▸ EXERCISE
Starting at the line that contains "Target: wooden cabin", output each line through the end of the data exactly, and nothing more.

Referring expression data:
+ + + +
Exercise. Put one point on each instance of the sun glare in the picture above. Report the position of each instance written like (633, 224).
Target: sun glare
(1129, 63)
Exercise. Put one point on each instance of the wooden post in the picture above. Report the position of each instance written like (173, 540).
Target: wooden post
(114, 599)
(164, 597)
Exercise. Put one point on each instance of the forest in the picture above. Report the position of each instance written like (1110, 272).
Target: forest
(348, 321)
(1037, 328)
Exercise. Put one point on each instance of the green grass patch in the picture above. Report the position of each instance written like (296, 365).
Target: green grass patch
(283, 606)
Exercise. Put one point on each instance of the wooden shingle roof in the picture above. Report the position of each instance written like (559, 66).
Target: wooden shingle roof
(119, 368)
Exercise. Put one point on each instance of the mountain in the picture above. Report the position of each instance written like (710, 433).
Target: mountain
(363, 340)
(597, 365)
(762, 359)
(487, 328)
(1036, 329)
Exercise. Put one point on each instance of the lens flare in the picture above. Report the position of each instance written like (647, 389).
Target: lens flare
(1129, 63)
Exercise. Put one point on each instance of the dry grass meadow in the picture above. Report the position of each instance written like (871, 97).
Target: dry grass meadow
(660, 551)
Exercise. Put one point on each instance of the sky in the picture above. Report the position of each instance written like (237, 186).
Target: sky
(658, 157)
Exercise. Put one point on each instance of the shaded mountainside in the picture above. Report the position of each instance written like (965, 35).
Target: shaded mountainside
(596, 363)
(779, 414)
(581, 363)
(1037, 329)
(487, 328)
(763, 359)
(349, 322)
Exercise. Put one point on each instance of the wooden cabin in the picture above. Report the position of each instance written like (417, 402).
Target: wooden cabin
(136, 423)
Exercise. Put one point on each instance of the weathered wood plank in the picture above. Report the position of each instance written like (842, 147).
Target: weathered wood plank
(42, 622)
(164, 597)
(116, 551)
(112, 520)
+ + + +
▸ OUTPUT
Target: wooden cabin
(136, 423)
Exercise. Put one point on each instance of the weathered wood plank in the picture above. Report the position of each instance written like (842, 147).
Target: weathered wood plank
(42, 622)
(164, 597)
(116, 551)
(112, 520)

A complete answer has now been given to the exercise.